** PASSAGE TO READ follows **
And so there's an example of the P4 actually back in, you can kind of see the cabling, right? That, that we're putting into these, these GPU instances. And so it's far better and the performance best practices advise that you spread the traffic over the surface of the fleet and you need to watch the behavior of the fleet because it's a distributed system. Sometimes, sometimes things don't go as well as we wish they would. Sometimes there's, you know, traffic at some links and, and so it's important on the client side because it's the best vantage point for it to track that stuff.

And so we weren't satisfied with documenting this, right? We really felt that it needed to go further. And so that AWS SDK team has a bunch of like, absolutely amazing folks and we worked with them really closely on making this the default experience. The SDK team produced a library, it's a native code library called the CRT Common RunTime and the CRT takes all of those performance best practices and it wraps them up and it makes them automatic and it sets the goal for itself of being able to automatically saturate the NIC with S3 transfer performance.

And what we've been doing is linking the CRT in underneath the CLI, the SDK and these various connectors that we built. And so today, by default, the CRT is now enabled in the CLI and in Boto3, which is the Python connector for all of our machine learning instances and we'll be rolling it out in other instance types. It's behind a feature flag so you can turn it on today as we move forward.

Transfers with the CRT turned on under the CLI are 5x faster than directly accessing through the SDK without it.

Mount Point launched earlier this is the file connector for S3 that I mentioned and we've just launched internal caching for Mount Point. And so if you have reaccess to data during training or other workloads, you can now have the option to cache data on the local instance SSD, for example, reducing your request costs and further reducing latency.

There are other CRT based clients. I mentioned the connector for PyTorch. We've also just launched an ECS driver to make Mount Point available under all of the container interfaces under EKS.
** End of PASSAGE TO READ **
** LISTED RECORDS follows **
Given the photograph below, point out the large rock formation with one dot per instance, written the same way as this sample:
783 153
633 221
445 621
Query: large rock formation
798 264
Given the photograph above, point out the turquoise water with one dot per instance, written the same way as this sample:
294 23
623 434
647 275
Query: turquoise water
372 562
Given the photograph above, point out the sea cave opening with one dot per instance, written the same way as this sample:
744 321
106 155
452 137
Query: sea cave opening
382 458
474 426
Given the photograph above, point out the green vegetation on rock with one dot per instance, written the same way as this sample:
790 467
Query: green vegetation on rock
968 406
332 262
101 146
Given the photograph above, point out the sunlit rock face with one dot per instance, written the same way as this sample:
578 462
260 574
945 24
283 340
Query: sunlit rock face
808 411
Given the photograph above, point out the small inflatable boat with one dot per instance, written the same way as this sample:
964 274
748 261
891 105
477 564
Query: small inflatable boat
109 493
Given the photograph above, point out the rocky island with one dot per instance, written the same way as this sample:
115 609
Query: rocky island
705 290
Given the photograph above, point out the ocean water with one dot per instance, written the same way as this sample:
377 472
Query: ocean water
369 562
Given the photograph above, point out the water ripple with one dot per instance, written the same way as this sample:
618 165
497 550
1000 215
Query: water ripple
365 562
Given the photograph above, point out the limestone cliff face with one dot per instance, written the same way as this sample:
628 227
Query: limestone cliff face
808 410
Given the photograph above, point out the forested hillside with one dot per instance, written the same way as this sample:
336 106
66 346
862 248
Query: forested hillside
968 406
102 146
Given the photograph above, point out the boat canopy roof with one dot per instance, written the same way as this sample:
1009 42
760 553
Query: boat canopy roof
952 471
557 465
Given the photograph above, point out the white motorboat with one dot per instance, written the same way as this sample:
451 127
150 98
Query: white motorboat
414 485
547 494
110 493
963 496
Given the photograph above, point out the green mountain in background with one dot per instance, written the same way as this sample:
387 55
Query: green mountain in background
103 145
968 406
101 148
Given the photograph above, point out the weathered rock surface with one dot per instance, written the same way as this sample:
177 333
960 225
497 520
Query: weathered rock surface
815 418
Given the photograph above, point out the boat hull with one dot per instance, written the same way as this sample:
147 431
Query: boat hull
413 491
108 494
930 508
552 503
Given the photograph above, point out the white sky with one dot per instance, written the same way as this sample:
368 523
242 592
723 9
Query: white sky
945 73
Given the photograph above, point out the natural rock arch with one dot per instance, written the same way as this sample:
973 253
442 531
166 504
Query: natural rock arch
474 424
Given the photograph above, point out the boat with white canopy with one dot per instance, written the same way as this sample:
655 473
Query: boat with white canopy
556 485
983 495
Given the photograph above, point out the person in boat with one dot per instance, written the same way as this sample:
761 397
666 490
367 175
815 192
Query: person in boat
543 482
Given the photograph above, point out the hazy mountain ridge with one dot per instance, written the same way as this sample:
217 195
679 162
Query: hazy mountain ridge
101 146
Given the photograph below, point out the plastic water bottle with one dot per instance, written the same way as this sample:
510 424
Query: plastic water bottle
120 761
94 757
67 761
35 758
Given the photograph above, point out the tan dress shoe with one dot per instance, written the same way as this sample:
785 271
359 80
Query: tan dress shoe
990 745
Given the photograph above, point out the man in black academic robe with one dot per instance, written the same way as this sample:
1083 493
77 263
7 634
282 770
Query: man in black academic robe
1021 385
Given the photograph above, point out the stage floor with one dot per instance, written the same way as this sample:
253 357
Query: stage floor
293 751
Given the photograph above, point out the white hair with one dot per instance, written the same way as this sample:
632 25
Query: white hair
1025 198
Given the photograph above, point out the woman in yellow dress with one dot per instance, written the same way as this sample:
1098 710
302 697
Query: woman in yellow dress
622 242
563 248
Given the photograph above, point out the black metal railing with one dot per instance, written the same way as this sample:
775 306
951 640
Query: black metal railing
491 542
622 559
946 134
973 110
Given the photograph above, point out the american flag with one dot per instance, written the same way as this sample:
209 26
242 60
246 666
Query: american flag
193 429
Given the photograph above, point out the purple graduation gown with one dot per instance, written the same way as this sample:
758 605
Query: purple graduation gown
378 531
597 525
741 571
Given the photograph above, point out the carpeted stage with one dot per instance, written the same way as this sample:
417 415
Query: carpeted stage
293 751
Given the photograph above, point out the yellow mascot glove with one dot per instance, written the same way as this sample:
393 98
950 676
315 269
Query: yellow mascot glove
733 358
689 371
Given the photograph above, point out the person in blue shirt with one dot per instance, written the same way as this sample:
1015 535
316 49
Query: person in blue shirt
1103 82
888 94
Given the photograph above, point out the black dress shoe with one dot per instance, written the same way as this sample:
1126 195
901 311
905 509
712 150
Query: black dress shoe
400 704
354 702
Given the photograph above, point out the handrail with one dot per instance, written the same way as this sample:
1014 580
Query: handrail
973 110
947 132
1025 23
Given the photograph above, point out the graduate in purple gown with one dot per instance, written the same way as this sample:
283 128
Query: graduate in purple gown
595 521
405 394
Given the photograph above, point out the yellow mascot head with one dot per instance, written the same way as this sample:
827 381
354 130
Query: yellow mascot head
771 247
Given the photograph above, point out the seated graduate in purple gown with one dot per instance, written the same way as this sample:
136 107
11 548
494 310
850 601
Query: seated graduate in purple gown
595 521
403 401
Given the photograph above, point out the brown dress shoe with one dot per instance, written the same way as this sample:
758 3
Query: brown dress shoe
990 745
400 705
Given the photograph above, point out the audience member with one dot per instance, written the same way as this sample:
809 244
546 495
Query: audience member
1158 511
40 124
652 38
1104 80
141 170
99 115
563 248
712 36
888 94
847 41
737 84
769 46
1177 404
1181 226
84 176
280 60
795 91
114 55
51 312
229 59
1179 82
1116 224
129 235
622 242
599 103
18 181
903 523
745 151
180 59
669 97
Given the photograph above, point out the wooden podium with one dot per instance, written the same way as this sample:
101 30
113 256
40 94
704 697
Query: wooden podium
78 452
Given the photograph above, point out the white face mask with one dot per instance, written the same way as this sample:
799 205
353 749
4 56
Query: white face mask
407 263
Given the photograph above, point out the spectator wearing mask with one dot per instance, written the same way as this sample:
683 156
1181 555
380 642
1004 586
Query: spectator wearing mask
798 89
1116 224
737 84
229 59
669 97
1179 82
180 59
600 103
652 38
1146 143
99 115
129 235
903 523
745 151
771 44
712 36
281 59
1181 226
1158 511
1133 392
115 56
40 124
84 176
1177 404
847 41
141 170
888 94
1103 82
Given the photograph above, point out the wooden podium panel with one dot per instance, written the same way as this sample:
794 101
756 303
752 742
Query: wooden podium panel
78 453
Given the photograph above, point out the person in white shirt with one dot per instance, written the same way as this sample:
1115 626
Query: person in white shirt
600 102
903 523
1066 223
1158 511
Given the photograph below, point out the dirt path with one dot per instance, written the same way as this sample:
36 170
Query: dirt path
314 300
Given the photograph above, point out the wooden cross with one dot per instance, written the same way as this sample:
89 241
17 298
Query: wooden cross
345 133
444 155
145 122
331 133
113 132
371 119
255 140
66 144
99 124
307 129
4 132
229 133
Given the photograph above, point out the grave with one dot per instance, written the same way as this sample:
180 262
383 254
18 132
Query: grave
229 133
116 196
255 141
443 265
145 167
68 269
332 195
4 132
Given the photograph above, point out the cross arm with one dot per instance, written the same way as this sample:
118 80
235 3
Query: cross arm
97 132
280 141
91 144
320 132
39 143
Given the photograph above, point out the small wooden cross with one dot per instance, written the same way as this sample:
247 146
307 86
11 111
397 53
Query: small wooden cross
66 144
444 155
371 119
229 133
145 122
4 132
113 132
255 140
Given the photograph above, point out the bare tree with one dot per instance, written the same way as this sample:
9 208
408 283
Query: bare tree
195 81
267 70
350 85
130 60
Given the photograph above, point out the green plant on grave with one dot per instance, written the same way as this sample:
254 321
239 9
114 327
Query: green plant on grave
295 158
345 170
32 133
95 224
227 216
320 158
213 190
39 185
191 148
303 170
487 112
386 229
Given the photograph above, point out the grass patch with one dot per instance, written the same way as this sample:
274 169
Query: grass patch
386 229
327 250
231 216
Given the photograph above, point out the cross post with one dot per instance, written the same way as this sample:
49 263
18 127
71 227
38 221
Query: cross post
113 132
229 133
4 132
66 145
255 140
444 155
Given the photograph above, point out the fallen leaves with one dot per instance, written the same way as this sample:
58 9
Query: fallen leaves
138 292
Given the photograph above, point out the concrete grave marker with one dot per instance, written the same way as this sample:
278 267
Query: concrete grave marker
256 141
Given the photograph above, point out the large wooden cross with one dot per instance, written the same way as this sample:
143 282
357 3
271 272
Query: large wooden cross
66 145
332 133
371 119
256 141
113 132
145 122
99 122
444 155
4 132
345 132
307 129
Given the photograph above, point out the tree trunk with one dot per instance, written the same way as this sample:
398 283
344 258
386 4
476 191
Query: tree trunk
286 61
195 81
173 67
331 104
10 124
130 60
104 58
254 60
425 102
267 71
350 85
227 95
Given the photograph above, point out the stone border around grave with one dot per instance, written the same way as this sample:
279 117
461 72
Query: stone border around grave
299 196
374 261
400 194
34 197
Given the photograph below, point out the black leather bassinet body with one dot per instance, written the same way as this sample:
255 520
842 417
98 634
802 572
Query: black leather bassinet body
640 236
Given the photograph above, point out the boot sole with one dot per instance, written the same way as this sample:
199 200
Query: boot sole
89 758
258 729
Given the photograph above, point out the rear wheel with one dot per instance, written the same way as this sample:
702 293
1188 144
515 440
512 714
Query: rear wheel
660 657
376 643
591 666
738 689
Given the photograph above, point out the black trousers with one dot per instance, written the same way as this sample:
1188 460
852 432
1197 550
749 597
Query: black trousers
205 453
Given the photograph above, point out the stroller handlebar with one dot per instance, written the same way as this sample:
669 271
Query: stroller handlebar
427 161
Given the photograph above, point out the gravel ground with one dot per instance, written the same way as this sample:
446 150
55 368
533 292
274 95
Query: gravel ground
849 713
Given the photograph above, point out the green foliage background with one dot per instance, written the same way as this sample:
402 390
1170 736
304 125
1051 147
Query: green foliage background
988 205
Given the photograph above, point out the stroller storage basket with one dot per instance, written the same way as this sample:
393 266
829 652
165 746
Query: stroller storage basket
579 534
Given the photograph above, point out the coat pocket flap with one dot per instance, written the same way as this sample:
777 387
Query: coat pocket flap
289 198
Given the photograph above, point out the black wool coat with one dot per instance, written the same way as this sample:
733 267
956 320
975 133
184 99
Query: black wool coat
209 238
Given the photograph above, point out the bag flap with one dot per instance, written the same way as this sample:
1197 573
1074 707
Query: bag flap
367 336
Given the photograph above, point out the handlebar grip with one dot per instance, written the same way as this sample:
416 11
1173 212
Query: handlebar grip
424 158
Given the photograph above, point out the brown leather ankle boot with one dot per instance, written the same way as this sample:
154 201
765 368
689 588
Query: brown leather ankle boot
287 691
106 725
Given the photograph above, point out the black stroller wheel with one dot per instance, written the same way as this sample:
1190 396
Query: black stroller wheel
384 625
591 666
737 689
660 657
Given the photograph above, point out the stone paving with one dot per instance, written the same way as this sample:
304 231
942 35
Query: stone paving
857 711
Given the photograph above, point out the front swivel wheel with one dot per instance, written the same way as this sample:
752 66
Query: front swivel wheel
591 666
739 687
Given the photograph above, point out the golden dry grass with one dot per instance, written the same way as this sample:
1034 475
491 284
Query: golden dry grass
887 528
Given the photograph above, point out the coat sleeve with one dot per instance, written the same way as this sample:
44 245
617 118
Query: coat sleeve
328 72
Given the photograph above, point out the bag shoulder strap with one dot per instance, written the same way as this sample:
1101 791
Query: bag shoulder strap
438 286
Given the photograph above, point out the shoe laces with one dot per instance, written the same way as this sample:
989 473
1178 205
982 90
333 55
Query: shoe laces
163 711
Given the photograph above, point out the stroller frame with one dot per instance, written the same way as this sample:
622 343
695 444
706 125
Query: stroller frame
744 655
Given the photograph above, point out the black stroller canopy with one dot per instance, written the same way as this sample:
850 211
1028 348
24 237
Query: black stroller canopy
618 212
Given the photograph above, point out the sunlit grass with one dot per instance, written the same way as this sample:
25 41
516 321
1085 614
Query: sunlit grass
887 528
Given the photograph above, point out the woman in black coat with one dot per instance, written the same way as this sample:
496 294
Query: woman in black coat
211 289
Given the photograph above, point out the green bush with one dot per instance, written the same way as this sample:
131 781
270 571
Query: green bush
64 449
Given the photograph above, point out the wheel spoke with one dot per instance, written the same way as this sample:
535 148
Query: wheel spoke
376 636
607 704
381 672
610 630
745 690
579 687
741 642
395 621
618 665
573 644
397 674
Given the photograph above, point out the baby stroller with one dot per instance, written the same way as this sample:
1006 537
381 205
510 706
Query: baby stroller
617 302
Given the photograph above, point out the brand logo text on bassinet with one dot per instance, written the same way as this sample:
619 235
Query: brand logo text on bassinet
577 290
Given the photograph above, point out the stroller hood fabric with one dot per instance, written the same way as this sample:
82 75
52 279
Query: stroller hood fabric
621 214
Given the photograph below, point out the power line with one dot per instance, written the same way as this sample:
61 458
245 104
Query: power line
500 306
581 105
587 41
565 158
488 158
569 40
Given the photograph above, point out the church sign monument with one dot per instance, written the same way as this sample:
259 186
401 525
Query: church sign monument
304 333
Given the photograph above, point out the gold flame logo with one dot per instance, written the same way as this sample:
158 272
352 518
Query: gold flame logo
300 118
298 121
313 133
** End of LISTED RECORDS **
_TASK SET_
#1 Translate this sentence from the transcript on S3 performance into Spanish: "Transfers with the CRT turned on under the CLI are 5x faster than directly accessing through the SDK without it."
#2 Please copy the passage of the transcript on S3 performance that runs from "Mount Point launched" up to and including "interfaces under EKS.".

_ANSWERS BELOW_
#1 Las transferencias con el CRT activado en la CLI son 5 veces más rápidas que el acceso directo a través del SDK sin él.

#2
Mount Point launched earlier this is the file connector for S3 that I mentioned and we've just launched internal caching for Mount Point. And so if you have reaccess to data during training or other workloads, you can now have the option to cache data on the local instance SSD, for example, reducing your request costs and further reducing latency.

There are other CRT based clients. I mentioned the connector for PyTorch. We've also just launched an ECS driver to make Mount Point available under all of the container interfaces under EKS.